EXERCISE SET:
A) Answer these questions from the operational risk comments. Mark each answer with the same numeral as its question.
(i) Which heading is followed only by the statement that there are no comments?
(ii) Which consultation paper mentions a definition of model risk and suggests a split?
(iii) Under the heading on credit risk, which earlier item does the response refer back to?
B) Rename "SREP process" as "supervisory review and evaluation process" in the operational risk comments, and write out everything from "We do not understand" down to "should be improved." with that change made.
C) Condense the paragraph of the operational risk comments that begins "According to Article 5(3)(g)" into a short bulleted list that keeps its main points.

PASSAGE PROVIDED:

From a general viewpoint, we welcome the intent of clarifications. They are needed regarding the different items listed for operational risk, on whether or not they are effectively considered as operational risk. We think there are several events that should not be part of operational risk, therefore boundaries between operational risk and others risks have to be clearly stated.
Article 4 on legal risk
We do not have any comments.
Article 5 on market risk
According to Article 5(3)(g), unauthorized market positions taken in excess of limits are to be considered as operational risk events. The wording appears unclear to us. If it was to mean unauthorized excess of limits, we consider this should not be considered as an operational risk event. Should it nevertheless be so, it would be very complex to track and record properly for a limited added value, as the situations that may be at risk are currently properly covered from a prudential perspective through breaches in the VaR. If what is at stake is, as currently, more deliberate and fraudulent behavior, which is undoubtedly an operational risk event, then the wording needs to be adapted.
We do not understand to which type of “errors in classification due to software” Art 3 (b) are intended to be covered and to which extent they are to be considered as operational risk.
Model risk that falls under operational risk should be clearly defined in this document. The EBA/CP/ 2014/14 on the SREP process mentions a definition and suggest a split. We consider first, this rule should not be in the guidelines on SREP process and second that the proposal included in the EBA/CP/ 2014/14 should be improved.
Finally, the treatment described in Article 8(1b) partially differs from former regulatory position, to ensure consistency throughout the historical data, we advocate for keeping things unchanged from previous standards.
Article 6 on credit risk
Same arguments as for Q2, so please refer to Q2.

EXERCISE DATA:
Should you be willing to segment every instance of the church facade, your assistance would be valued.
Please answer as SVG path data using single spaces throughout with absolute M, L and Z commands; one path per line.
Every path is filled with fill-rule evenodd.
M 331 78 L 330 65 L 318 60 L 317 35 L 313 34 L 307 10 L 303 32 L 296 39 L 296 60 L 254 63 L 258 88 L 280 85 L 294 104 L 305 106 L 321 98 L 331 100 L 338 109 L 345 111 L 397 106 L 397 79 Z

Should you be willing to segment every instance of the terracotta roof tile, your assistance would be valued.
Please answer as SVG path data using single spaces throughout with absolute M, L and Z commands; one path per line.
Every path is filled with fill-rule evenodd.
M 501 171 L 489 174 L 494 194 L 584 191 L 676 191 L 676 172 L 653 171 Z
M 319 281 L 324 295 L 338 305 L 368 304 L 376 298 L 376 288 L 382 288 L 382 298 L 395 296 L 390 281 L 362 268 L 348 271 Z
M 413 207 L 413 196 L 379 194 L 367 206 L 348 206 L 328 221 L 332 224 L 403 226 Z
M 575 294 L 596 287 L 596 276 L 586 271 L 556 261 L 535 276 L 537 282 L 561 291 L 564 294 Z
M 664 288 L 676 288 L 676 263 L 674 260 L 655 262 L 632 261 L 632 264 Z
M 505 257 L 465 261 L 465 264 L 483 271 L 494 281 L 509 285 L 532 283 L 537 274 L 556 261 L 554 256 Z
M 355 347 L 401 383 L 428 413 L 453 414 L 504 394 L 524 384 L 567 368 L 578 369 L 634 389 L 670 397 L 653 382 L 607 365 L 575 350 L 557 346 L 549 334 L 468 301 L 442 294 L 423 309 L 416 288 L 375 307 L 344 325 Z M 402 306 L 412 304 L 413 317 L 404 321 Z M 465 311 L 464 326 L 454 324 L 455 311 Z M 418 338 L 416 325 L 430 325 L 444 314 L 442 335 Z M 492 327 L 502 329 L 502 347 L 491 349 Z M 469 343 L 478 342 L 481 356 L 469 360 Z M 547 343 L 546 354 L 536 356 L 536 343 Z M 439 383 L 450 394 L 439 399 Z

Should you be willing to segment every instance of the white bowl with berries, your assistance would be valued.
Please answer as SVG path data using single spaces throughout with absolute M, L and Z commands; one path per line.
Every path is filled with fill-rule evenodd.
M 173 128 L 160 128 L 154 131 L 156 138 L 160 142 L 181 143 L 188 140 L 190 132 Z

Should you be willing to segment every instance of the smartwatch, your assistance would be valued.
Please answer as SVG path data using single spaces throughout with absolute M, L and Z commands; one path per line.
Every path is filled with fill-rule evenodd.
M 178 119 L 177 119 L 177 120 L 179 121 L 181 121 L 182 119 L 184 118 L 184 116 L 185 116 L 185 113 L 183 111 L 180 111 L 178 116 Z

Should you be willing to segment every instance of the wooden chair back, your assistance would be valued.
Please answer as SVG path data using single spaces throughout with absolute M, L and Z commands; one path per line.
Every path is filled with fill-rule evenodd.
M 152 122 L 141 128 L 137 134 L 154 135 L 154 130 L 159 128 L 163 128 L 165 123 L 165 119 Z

RESULTS OF THE EXERCISE:
A)
(i) Article 4 on legal risk
(ii) EBA/CP/ 2014/14 on the SREP process
(iii) Q2

B)
We do not understand to which type of “errors in classification due to software” Art 3 (b) are intended to be covered and to which extent they are to be considered as operational risk.
Model risk that falls under operational risk should be clearly defined in this document. The EBA/CP/ 2014/14 on the supervisory review and evaluation process mentions a definition and suggest a split. We consider first, this rule should not be in the guidelines on supervisory review and evaluation process and second that the proposal included in the EBA/CP/ 2014/14 should be improved.

C)
- Article 5(3)(g) treats unauthorized market positions taken in excess of limits as operational risk events, and the wording seems unclear.
- If it means an unauthorized excess of limits, that should not count as an operational risk event.
- If it did count, tracking and recording it properly would be very complex for limited added value. Such situations are already covered from a prudential perspective through breaches in the VaR.
- If it targets deliberate and fraudulent behavior, which is clearly an operational risk event, the wording needs to be adapted.